EXERCISE GOAL
Please answer from the forum thread on Worldmark exchanges: what does sue1947 say is the only way to trade a studio for a 1 BR?

SOURCE TEXT
○ ○ ○ ○ ○
# Worldmark Exchange With II



## Rancher (Feb 9, 2017)

I was wondering if it possible to trade a Worldmark studio for a one bedroom at another resort through Interval International. If it is possible how many credits would they take.

Thanks


----------



## sun starved Gayle (Feb 9, 2017)

Here is the points chart, which I think is current. Someone jump in and correct me if I am wrong. You could pay an upgrade fee of $100.00 per bedroom also.

STUDIO 8000
1 BR 9000
2 BR 10000
3 BR 12000


----------



## Rancher (Feb 9, 2017)

sun starved Gayle said:


> Here is the points chart, which I think is current. Someone jump in and correct me if I am wrong. You could pay an upgrade fee of $100.00 per bedroom also.
> 
> STUDIO 8000
> 1 BR 9000
> ...



Thank you for the points chart. My question remains can i trade a studio Worldmark unit for a one bedroom unit listed on II. If I go to the II site and chose from my Worldmark account a studio unit can I then proceed with the trade into a one bedroom unit lets say in Florida. Do I have to trade one bedroom for a one bedroom or can I use this studio.

Thanks


----------



## Tacoma (Feb 9, 2017)

Rancher said:


> I was wondering if it possible to trade a Worldmark studio for a one bedroom at another resort through Interval International. If it is possible how many credits would they take.
> 
> Thanks


Hi Rancher it's Joan

If you trade worldmark points they will take out the amount of points for the unit size you get. If you did a deposit first with worldmark and they gave you a studio and you are using that specific deposit first and it pulls a one bedroom then they will use that room you got when they gave you the room for a deposit of a certain number of points. Hope that clarifies.


----------



## sue1947 (Feb 9, 2017)

Yes, it is possible to trade a studio for a 1 BR.   The only way to do this is via Deposit First where you call in and request a studio deposit.  You pay 4000-8000 depending on the season.  You have no choice on which resort you get.  If you get a strong trader, you can use it to book any size it will pull.  If you get a dud, you will be lucky to trade for anything except a studio.  What week do you have?  Note that with a studio deposit, you can only set up an ongoing search for a studio unless the resort you want doesn't have any.  To find a 1 BR, you need to do a manual search and will be checking the leftovers.   However, whatever you see, you can book.
○ ○ ○ ○ ○
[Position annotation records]
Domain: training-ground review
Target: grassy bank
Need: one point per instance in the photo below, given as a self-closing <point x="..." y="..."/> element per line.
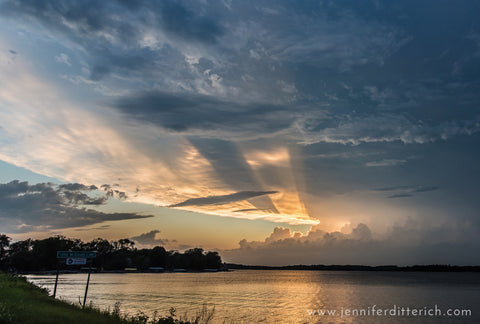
<point x="23" y="302"/>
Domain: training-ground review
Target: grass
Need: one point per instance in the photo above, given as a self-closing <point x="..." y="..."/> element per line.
<point x="23" y="302"/>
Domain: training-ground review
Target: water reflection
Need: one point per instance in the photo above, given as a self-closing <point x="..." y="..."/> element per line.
<point x="250" y="296"/>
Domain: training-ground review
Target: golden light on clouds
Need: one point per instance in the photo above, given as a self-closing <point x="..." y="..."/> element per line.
<point x="78" y="145"/>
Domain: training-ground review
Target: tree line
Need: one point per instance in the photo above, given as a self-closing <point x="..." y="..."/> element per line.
<point x="40" y="255"/>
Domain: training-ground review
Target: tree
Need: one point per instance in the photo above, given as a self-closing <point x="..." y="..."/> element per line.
<point x="4" y="244"/>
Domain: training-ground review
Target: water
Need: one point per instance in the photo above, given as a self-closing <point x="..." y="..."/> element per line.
<point x="252" y="296"/>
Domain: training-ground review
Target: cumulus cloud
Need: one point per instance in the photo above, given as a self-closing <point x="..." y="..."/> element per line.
<point x="402" y="245"/>
<point x="46" y="206"/>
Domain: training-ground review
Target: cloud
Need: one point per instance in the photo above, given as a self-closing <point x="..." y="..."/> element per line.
<point x="187" y="113"/>
<point x="406" y="191"/>
<point x="224" y="199"/>
<point x="385" y="162"/>
<point x="63" y="58"/>
<point x="45" y="206"/>
<point x="149" y="238"/>
<point x="185" y="23"/>
<point x="402" y="245"/>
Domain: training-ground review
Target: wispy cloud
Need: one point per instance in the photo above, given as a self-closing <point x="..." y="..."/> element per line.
<point x="224" y="199"/>
<point x="46" y="206"/>
<point x="406" y="191"/>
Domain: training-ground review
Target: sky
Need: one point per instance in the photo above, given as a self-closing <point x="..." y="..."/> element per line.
<point x="275" y="132"/>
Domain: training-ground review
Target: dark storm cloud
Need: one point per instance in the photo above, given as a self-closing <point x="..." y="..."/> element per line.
<point x="183" y="112"/>
<point x="45" y="206"/>
<point x="224" y="199"/>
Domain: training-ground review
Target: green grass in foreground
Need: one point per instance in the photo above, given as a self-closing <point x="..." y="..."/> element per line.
<point x="23" y="302"/>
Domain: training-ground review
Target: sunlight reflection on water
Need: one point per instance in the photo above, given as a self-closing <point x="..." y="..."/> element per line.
<point x="269" y="296"/>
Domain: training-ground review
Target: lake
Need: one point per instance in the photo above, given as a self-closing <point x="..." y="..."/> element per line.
<point x="283" y="296"/>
○ ○ ○ ○ ○
OUTPUT BELOW
Through Deposit First, by calling in and requesting a studio deposit.